Task description: Select each line of the records below that contains the word "able", and copy those lines out in full.

** start **

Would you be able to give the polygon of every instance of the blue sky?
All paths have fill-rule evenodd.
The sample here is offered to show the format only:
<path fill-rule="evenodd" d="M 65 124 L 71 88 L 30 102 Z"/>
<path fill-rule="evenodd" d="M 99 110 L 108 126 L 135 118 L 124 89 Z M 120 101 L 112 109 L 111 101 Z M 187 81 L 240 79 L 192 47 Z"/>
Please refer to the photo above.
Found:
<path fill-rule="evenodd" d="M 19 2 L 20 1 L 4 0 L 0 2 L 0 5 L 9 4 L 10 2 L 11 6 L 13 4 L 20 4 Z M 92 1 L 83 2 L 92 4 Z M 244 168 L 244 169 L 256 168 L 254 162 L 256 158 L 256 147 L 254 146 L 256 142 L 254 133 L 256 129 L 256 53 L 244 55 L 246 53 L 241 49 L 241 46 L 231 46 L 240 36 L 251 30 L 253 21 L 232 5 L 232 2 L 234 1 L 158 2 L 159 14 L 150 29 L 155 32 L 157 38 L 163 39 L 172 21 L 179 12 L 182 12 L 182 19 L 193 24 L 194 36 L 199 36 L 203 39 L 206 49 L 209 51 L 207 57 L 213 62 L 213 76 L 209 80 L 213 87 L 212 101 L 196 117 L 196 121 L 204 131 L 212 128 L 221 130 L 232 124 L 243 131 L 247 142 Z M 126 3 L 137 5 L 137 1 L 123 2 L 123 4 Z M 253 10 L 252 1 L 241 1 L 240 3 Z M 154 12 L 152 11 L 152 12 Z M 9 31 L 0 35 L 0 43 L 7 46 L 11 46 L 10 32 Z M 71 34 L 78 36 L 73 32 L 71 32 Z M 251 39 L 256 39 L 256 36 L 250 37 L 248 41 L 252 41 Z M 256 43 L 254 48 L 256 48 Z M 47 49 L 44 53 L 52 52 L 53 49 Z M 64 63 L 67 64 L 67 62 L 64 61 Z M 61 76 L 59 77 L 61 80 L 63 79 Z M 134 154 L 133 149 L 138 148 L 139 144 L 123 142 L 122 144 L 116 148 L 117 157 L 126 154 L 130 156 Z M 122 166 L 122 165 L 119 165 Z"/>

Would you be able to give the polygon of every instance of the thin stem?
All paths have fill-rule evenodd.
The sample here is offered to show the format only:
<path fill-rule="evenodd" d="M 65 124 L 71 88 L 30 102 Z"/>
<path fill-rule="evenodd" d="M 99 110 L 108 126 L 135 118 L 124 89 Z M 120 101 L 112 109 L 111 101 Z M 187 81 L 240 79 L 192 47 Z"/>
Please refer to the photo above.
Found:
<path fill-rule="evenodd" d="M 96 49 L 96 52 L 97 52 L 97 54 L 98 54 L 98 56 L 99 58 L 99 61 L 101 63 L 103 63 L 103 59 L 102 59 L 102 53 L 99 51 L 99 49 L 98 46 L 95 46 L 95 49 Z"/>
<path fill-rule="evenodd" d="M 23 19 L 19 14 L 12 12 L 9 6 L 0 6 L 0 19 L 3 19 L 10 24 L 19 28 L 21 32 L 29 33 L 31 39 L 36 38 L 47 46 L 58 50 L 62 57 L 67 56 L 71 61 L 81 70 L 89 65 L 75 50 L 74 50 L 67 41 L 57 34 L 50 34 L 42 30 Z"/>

** end **

Full output:
Would you be able to give the polygon of every instance of the blue sky?
Would you be able to give the polygon of every instance of the thin stem?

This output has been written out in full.